▸ What the task requires
Which lines to output? The line containing "Zoom in on license" and every line after it in the data below, each copied exactly.

▸ Dataset entries
========
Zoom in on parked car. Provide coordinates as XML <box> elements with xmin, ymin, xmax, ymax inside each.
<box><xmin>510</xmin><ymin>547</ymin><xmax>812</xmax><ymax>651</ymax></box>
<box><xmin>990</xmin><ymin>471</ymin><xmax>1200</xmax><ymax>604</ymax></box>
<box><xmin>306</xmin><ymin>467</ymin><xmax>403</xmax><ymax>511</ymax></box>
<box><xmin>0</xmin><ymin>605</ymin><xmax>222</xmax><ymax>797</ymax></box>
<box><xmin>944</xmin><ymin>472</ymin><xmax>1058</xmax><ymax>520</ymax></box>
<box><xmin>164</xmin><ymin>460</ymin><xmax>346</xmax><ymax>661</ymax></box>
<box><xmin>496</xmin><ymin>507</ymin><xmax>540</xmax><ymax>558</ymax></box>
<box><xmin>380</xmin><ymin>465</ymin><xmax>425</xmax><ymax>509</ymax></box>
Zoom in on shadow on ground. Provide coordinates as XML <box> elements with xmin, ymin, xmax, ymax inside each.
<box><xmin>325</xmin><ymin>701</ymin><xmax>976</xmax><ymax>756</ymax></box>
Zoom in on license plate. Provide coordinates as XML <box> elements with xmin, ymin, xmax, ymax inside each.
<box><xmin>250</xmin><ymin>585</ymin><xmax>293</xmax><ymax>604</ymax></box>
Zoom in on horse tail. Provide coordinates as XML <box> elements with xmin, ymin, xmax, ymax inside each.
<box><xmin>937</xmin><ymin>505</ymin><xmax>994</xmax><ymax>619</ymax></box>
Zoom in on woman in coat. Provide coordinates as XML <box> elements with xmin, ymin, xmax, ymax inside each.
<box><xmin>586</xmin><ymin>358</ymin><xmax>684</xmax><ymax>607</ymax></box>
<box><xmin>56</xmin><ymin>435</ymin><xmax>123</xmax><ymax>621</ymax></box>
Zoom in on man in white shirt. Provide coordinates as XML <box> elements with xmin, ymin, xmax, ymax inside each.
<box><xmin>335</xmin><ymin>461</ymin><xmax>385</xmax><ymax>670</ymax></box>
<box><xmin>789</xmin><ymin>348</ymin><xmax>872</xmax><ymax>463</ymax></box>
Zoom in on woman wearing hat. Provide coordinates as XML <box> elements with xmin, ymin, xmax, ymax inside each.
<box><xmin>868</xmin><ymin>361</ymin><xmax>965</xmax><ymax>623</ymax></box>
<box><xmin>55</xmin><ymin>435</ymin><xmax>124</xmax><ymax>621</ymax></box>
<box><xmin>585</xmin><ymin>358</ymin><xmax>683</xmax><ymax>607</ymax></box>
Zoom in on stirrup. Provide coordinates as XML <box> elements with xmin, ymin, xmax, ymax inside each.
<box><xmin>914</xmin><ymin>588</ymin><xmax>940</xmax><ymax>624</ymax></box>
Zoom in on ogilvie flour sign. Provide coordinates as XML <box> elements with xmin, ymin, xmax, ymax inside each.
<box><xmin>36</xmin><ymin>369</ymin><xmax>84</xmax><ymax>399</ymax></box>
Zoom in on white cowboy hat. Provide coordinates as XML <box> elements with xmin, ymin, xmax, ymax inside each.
========
▸ Solved problem
Zoom in on license plate. Provide coordinates as XML <box> elements with xmin, ymin, xmax, ymax inside each.
<box><xmin>250</xmin><ymin>585</ymin><xmax>293</xmax><ymax>604</ymax></box>
Zoom in on horse tail. Provide coordinates as XML <box> elements with xmin, ymin, xmax, ymax inside each.
<box><xmin>937</xmin><ymin>505</ymin><xmax>994</xmax><ymax>619</ymax></box>
Zoom in on woman in coat. Provide coordinates as XML <box> elements with xmin, ymin, xmax, ymax inside each.
<box><xmin>586</xmin><ymin>358</ymin><xmax>684</xmax><ymax>607</ymax></box>
<box><xmin>56</xmin><ymin>435</ymin><xmax>123</xmax><ymax>621</ymax></box>
Zoom in on man in white shirt. Provide coordinates as XML <box> elements with xmin, ymin, xmax, ymax inside each.
<box><xmin>335</xmin><ymin>461</ymin><xmax>385</xmax><ymax>670</ymax></box>
<box><xmin>789</xmin><ymin>348</ymin><xmax>872</xmax><ymax>463</ymax></box>
Zoom in on woman wearing hat. Provide coordinates as XML <box> elements with xmin, ymin, xmax, ymax inside each.
<box><xmin>868</xmin><ymin>361</ymin><xmax>965</xmax><ymax>623</ymax></box>
<box><xmin>55</xmin><ymin>435</ymin><xmax>124</xmax><ymax>621</ymax></box>
<box><xmin>585</xmin><ymin>358</ymin><xmax>683</xmax><ymax>607</ymax></box>
Zoom in on stirrup. Provide coordinates as XML <box> elements with xmin, ymin, xmax, ymax inside each.
<box><xmin>914</xmin><ymin>588</ymin><xmax>940</xmax><ymax>624</ymax></box>
Zoom in on ogilvie flour sign. Provide coordinates as XML <box> elements with xmin, ymin, xmax, ymax inside each.
<box><xmin>36</xmin><ymin>369</ymin><xmax>84</xmax><ymax>399</ymax></box>
Zoom in on white cowboy hat. Provide coordinates as XML <box> elements with xmin, ymin, xmax, ymax inside each.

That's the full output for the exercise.